=== TASK TO CARRY OUT ===
Rewrite the entries below, replacing each "electric locomotive" with "freight train" and keeping every other word and number unchanged.

=== EXERCISE INPUTS ===
============
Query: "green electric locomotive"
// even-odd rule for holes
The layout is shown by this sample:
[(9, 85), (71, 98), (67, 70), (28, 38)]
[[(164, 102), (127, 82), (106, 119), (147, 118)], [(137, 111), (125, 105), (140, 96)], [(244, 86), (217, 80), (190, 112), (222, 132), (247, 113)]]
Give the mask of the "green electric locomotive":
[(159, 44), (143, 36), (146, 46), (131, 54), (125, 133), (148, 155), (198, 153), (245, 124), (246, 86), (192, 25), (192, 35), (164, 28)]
============
=== THE ANSWER ===
Query: "green freight train"
// even-odd rule for holes
The layout is shown by this sample:
[(9, 85), (71, 98), (67, 70), (28, 38)]
[[(164, 102), (127, 82), (106, 119), (147, 118)], [(137, 111), (125, 105), (140, 96)], [(244, 86), (217, 80), (190, 112), (222, 132), (247, 113)]]
Give the mask of the "green freight train":
[(159, 44), (143, 36), (146, 46), (131, 54), (125, 133), (148, 155), (198, 153), (245, 124), (246, 86), (192, 25), (192, 35), (164, 28)]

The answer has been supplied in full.